Provided records.

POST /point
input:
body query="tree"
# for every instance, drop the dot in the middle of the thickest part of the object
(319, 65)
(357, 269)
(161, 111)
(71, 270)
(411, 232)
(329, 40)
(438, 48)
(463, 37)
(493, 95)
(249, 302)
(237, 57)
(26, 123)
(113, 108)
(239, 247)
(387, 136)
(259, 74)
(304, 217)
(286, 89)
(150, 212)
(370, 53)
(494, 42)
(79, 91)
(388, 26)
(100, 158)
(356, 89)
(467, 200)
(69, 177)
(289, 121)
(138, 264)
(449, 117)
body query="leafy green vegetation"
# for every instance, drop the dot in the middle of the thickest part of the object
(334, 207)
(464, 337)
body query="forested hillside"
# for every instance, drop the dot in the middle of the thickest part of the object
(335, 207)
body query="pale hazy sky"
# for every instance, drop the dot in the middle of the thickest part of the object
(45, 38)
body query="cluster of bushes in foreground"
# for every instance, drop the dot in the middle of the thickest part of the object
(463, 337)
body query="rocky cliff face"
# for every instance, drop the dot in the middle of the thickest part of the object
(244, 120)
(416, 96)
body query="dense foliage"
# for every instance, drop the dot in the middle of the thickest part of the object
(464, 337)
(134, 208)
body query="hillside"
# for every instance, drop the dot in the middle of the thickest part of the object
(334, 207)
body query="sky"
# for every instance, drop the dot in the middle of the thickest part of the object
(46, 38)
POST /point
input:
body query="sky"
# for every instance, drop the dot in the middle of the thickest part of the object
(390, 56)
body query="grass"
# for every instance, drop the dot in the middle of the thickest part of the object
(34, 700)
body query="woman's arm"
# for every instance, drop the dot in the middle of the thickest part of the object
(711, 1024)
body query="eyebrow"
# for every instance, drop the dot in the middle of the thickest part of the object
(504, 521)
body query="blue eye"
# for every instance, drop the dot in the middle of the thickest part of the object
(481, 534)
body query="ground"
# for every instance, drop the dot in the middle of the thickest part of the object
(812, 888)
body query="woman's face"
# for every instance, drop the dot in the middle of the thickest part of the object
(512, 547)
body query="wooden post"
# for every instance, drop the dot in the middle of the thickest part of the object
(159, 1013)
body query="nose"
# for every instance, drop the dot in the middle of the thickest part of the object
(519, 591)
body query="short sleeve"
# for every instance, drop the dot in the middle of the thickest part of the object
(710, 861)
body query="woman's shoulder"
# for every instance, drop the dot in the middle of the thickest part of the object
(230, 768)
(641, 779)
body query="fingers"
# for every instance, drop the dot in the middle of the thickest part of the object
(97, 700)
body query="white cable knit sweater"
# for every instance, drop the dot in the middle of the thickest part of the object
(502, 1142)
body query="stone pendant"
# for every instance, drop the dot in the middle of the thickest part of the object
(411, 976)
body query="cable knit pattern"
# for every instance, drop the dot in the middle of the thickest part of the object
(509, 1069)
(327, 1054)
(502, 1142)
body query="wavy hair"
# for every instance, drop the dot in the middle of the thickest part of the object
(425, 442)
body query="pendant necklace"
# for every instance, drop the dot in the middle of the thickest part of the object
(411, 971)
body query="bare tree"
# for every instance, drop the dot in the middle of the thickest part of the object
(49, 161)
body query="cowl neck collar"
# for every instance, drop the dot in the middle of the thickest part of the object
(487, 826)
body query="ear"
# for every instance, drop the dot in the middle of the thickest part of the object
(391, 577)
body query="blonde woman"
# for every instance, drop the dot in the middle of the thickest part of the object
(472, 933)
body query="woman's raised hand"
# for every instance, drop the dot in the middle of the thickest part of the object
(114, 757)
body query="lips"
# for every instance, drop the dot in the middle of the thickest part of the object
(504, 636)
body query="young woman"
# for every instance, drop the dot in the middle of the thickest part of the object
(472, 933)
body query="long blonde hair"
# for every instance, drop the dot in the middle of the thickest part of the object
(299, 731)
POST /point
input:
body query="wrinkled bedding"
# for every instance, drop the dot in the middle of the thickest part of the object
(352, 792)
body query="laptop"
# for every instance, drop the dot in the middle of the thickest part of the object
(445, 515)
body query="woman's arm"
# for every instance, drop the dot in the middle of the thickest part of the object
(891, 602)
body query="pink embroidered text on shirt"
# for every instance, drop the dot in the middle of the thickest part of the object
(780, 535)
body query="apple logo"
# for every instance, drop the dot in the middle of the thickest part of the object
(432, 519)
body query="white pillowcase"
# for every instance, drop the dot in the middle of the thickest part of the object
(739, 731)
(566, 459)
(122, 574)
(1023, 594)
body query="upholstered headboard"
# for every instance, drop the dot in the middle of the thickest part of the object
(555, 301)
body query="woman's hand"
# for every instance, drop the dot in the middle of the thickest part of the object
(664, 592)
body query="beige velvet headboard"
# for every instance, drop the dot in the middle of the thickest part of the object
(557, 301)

Set exercise. Extract each line of the material exactly as it stands.

The output.
POST /point
input:
body query="tree"
# for every instance, drop the dot in the middle of the thickest part of the object
(319, 65)
(357, 269)
(161, 111)
(71, 270)
(411, 232)
(329, 40)
(438, 48)
(463, 37)
(493, 95)
(249, 302)
(237, 57)
(26, 123)
(113, 108)
(239, 247)
(387, 136)
(259, 74)
(304, 217)
(286, 89)
(150, 212)
(370, 53)
(494, 42)
(79, 91)
(388, 26)
(100, 158)
(356, 89)
(467, 200)
(69, 177)
(289, 121)
(138, 264)
(449, 117)
body query="leafy green vegetation"
# for every instance, drop the dot in the middle of the thickest part of the object
(334, 207)
(464, 337)
body query="forested hillside"
# for every instance, drop the dot in the middle of the thickest part of the object
(335, 207)
body query="pale hazy sky"
# for every instance, drop the dot in the middle of the thickest part of the object
(45, 38)
body query="cluster of bushes in foreground"
# for every instance, drop the dot in the middle of the thickest part of the object
(463, 337)
body query="rocky cliff face"
# for every instance, drop the dot in the middle of the thickest part of the object
(244, 120)
(416, 96)
body query="dense foliage"
# for every instance, drop the dot in the middle of the thickest part of the object
(464, 337)
(134, 208)
body query="hillside"
# for every instance, drop the dot in the middle of the thickest part of the object
(334, 207)
body query="sky"
# for every instance, drop the dot in the middle of the thickest part of the object
(46, 38)
POST /point
input:
body query="sky"
# for every instance, drop the dot in the middle of the thickest part of the object
(390, 56)
body query="grass"
# for every instance, drop the dot in the middle of the thickest part of the object
(34, 700)
body query="woman's arm"
# for every instance, drop the dot in the middle of the thickest part of the object
(711, 1024)
body query="eyebrow"
# for every instance, drop the dot in the middle of the thickest part of the object
(504, 521)
body query="blue eye"
# for every instance, drop the dot in the middle of the thickest part of the object
(481, 534)
body query="ground"
# for every instance, drop the dot in the middle of the thickest part of the object
(812, 888)
body query="woman's face"
# for every instance, drop the dot in the middle of the thickest part of the object
(512, 547)
body query="wooden post"
# for every instance, drop the dot in the middle of the thickest part of the object
(159, 1013)
body query="nose"
# for every instance, drop the dot in the middle of the thickest part of the object
(519, 591)
body query="short sleeve"
# for every instance, drop the dot in the middle of the thickest part of the object
(710, 861)
body query="woman's shoulder"
# for every instance, drop the dot in the middle of the thickest part of the object
(230, 768)
(641, 779)
body query="fingers"
# for every instance, drop the dot in the middle of the thickest part of the object
(97, 700)
body query="white cable knit sweater"
# for every instance, drop the dot in the middle of the thickest part of the object
(502, 1142)
body query="stone pendant"
# for every instance, drop the dot in the middle of the thickest part of the object
(411, 976)
body query="cable knit pattern"
# for every instance, drop the dot in the middle of the thickest part of the object
(509, 1069)
(327, 1054)
(502, 1142)
body query="wavy hair"
# for every instance, drop the dot in the middle of the thickest part of the object
(425, 442)
body query="pendant necklace"
# for every instance, drop the dot in the middle of the thickest part of the object
(411, 971)
body query="bare tree"
# for every instance, drop the dot in the middle of the thickest part of the object
(49, 161)
body query="cowl neck collar"
# for every instance, drop the dot in the middle of the thickest part of the object
(487, 826)
body query="ear"
# for every instance, drop the dot in the middle of the thickest part of the object
(391, 577)
body query="blonde woman"
# for every instance, drop the dot in the middle of the thickest part of the object
(472, 933)
body query="woman's raised hand"
# for every instance, drop the dot in the middle of the thickest part of the object
(114, 757)
body query="lips"
# for every instance, drop the dot in the middle of the thickest part of the object
(504, 636)
body query="young woman"
# for every instance, drop the dot in the middle of the thickest part of the object
(472, 933)
body query="long blonde hair"
# for every instance, drop the dot in the middle of the thickest part of the object
(299, 731)
POST /point
input:
body query="wrinkled bedding"
# for every instance, drop the dot in the middle of the thickest part of the object
(352, 792)
body query="laptop"
# for every instance, drop the dot in the middle of the thickest part of the object
(445, 515)
body query="woman's arm"
# for every instance, drop the dot in the middle of the thickest part of the object
(891, 602)
body query="pink embroidered text on shirt"
# for every instance, drop the dot in the middle of the thickest part of the object
(780, 535)
body query="apple logo"
# for every instance, drop the dot in the middle of the thickest part of the object
(432, 519)
body query="white pillowcase"
# for every instance, drop the dot in the middle of the thickest part of the object
(739, 731)
(566, 459)
(122, 574)
(1023, 594)
body query="upholstered headboard"
# for every instance, drop the dot in the middle of the thickest part of the object
(555, 301)
body query="woman's hand"
# for every instance, drop the dot in the middle of the thickest part of the object
(664, 592)
body query="beige velvet headboard"
# for every instance, drop the dot in the middle of the thickest part of the object
(557, 301)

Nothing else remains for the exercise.